#### Dataset records

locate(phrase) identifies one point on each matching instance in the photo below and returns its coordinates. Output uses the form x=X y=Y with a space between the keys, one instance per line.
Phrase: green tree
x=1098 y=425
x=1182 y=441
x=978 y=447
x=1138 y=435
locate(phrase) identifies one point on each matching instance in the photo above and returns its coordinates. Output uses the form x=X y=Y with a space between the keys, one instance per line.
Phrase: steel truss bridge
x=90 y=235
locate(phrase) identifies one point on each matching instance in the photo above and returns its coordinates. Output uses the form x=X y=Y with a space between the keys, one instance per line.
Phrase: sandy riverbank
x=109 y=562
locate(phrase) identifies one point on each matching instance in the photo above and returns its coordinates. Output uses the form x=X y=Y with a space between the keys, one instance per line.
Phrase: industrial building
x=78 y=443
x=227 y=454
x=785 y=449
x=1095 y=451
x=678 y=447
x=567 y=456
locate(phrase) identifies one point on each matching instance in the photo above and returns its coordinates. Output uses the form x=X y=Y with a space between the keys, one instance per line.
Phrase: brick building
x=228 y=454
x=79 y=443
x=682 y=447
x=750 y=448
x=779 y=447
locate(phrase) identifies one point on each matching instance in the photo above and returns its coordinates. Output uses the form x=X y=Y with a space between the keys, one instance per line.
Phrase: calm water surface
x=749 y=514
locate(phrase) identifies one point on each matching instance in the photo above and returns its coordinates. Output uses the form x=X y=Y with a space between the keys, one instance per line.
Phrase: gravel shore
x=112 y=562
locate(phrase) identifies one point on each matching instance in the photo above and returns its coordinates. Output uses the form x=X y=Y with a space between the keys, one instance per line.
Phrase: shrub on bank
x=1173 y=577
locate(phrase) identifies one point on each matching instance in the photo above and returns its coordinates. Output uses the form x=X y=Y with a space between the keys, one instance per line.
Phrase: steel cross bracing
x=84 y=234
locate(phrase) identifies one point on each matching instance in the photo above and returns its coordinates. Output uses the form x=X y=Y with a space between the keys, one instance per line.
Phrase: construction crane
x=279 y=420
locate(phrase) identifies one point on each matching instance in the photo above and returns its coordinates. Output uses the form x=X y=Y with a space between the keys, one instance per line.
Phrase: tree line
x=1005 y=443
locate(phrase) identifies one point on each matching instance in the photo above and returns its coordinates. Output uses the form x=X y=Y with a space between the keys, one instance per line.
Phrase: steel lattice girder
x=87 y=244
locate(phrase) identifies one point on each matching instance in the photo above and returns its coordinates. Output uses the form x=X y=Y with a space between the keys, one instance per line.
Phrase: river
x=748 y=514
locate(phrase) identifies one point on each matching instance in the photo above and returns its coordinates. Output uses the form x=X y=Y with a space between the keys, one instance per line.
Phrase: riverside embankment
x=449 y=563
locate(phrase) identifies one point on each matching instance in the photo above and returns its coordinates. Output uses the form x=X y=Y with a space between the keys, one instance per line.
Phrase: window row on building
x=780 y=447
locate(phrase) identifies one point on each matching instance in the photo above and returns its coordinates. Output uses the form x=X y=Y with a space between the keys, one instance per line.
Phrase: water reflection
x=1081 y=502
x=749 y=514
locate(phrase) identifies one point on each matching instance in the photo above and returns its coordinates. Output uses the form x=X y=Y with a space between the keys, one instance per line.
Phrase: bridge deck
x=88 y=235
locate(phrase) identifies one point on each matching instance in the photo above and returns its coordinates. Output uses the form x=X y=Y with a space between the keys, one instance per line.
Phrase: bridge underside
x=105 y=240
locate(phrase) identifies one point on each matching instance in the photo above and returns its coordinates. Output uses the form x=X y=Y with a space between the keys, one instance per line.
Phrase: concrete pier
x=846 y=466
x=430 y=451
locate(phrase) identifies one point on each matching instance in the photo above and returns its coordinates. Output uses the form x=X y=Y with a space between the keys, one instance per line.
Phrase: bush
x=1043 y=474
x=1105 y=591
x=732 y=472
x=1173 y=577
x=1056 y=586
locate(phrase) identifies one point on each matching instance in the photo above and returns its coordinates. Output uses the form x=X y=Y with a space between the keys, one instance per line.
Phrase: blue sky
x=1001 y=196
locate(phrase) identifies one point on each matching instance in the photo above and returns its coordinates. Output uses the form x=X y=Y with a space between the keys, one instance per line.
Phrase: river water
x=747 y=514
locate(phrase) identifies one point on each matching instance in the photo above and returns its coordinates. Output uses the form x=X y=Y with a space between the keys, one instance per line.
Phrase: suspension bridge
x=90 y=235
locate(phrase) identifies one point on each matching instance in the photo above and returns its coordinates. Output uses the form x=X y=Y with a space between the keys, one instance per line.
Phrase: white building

########

The exercise:
Copy out all of the material above, putting "one match per line" in place of every occurrence of "one instance per line" and keeping everything else the same.

Response to this task:
locate(phrase) identifies one point on each matching instance in the photo below and returns its coordinates. Output uses the form x=X y=Y with a space between the keys, one match per line.
Phrase: green tree
x=1098 y=425
x=1182 y=441
x=978 y=447
x=1138 y=435
locate(phrase) identifies one point on each matching instance in the photo above and returns its coordinates. Output uses the form x=X y=Y with a space between the keys, one match per line.
Phrase: steel truss bridge
x=90 y=235
locate(phrase) identifies one point on each matching instance in the photo above and returns its coordinates. Output uses the form x=X y=Y with a space between the keys, one match per line.
Phrase: sandy riverbank
x=109 y=562
locate(phrase) identifies one point on each matching instance in the photo above and returns its coordinates. Output uses the form x=X y=Y with a space between the keys, one match per line.
Phrase: industrial building
x=78 y=443
x=227 y=454
x=785 y=449
x=1095 y=451
x=678 y=447
x=567 y=456
locate(phrase) identifies one point on each matching instance in the photo above and returns its coordinates. Output uses the form x=X y=Y with a space between the keys, one match per line.
Phrase: brick building
x=228 y=454
x=79 y=443
x=682 y=447
x=750 y=448
x=779 y=447
locate(phrase) identifies one point on each matching instance in the photo above and returns its coordinates. Output uses the form x=X y=Y with a space between the keys, one match per line.
Phrase: calm water surface
x=749 y=514
locate(phrase) identifies one point on each matching instance in the photo above and returns its coordinates. Output uses the form x=X y=Y with a space between the keys, one match per line.
Phrase: gravel shore
x=112 y=562
locate(phrase) identifies one point on each matching instance in the photo above and returns its coordinates. Output uses the form x=X y=Y with a space between the keys, one match per line.
Phrase: shrub on bank
x=1173 y=577
locate(phrase) identifies one point on each matching instance in the photo above and returns its coordinates. Output uses the form x=X y=Y with a space between the keys, one match per line.
Phrase: steel cross bracing
x=84 y=234
locate(phrase) identifies one point on each matching instance in the photo above and returns its coordinates. Output uses the form x=X y=Y with a space between the keys, one match per line.
Phrase: construction crane
x=279 y=420
locate(phrase) identifies one point on each matching instance in the photo above and returns its coordinates. Output uses the form x=X y=Y with a space between the keys, one match per line.
Phrase: tree line
x=1005 y=443
locate(phrase) identifies one point on each matching instance in the photo above and returns its coordinates. Output uses the form x=X y=Y with a space between the keys, one match per line.
Phrase: steel lattice girder
x=87 y=244
locate(phrase) identifies one point on each matching instance in the photo above and returns its coordinates. Output uses the form x=X y=Y with a space between the keys, one match per line.
Phrase: river
x=748 y=514
locate(phrase) identifies one point on each matching instance in the photo above and returns its coordinates. Output uses the form x=X y=Y with a space between the keys, one match per line.
Phrase: riverside embankment
x=449 y=563
locate(phrase) identifies one point on each matching instance in the photo above and returns its coordinates. Output uses the form x=X y=Y with a space between the keys, one match per line.
Phrase: window row on building
x=780 y=447
locate(phrase) identifies one point on each matching instance in the photo above and returns its coordinates. Output uses the form x=X y=Y with a space between the keys, one match per line.
Phrase: water reflection
x=1081 y=502
x=749 y=514
locate(phrase) identifies one point on each matching instance in the photo above and returns its coordinates. Output uses the form x=X y=Y with a space between the keys, one match per line.
Phrase: bridge deck
x=88 y=235
locate(phrase) identifies one point on each matching instance in the photo above and returns its coordinates. Output uses the form x=X y=Y with a space between the keys, one match per line.
Phrase: bridge underside
x=105 y=240
locate(phrase) identifies one point on each matching instance in the photo above and returns its coordinates. Output uses the form x=X y=Y with a space between the keys, one match per line.
Phrase: concrete pier
x=846 y=466
x=430 y=451
locate(phrase) identifies one point on each matching instance in the photo above and returns its coordinates. Output uses the form x=X y=Y with a space between the keys, one match per line.
Phrase: bush
x=1043 y=474
x=1105 y=591
x=732 y=472
x=1173 y=577
x=1056 y=586
locate(phrase) identifies one point on each matching instance in the photo above and returns its coordinates. Output uses the form x=X y=Y with a space between the keys, one match per line.
Phrase: blue sky
x=1001 y=196
locate(phrase) identifies one point on each matching instance in the photo above and returns its coordinates. Output uses the form x=X y=Y with a space between the keys, one match per line.
Phrase: river water
x=747 y=514
locate(phrase) identifies one point on each matching instance in the photo above and returns its coordinates. Output uses the form x=X y=Y with a space between the keys, one match per line.
Phrase: suspension bridge
x=90 y=235
locate(phrase) identifies one point on each matching instance in the photo above and returns its coordinates. Output uses the form x=X y=Y with a space between the keys, one match per line.
Phrase: white building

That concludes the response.